AVAILABLE DATA section start
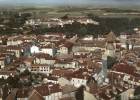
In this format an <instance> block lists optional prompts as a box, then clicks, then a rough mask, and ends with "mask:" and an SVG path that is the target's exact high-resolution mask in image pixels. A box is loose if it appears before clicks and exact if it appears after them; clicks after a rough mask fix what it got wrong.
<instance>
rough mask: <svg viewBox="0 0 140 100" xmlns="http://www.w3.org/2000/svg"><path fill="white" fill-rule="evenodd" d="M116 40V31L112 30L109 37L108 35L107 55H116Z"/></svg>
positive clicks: (107, 36) (106, 47)
mask: <svg viewBox="0 0 140 100" xmlns="http://www.w3.org/2000/svg"><path fill="white" fill-rule="evenodd" d="M115 41H116V36H115V34H114V32H112V31H111V32H110V33H109V34H108V35H107V37H106V51H105V52H106V55H107V56H110V57H114V56H115V50H116V47H115Z"/></svg>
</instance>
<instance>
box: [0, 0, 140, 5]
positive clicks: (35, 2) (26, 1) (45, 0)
mask: <svg viewBox="0 0 140 100" xmlns="http://www.w3.org/2000/svg"><path fill="white" fill-rule="evenodd" d="M0 5H131V6H132V5H140V0H0Z"/></svg>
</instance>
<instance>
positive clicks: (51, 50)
mask: <svg viewBox="0 0 140 100" xmlns="http://www.w3.org/2000/svg"><path fill="white" fill-rule="evenodd" d="M40 52H41V53H46V54H49V55H50V56H55V54H56V52H57V49H56V48H55V46H54V44H48V45H43V46H41V47H40Z"/></svg>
AVAILABLE DATA section end
In the records above, locate every line with the string "rough" and copy it.

In this format an <instance> block lists optional prompts as a box, then clicks, then a rough mask, and ends with "mask:" and an SVG path that is the target's exact high-resolution mask in image pixels. A box is loose if it appears before clicks and exact if it appears after them; clicks after a rough mask fix what it got wrong.
rough mask: <svg viewBox="0 0 140 100" xmlns="http://www.w3.org/2000/svg"><path fill="white" fill-rule="evenodd" d="M116 40V31L112 30L109 37L108 35L107 55H116Z"/></svg>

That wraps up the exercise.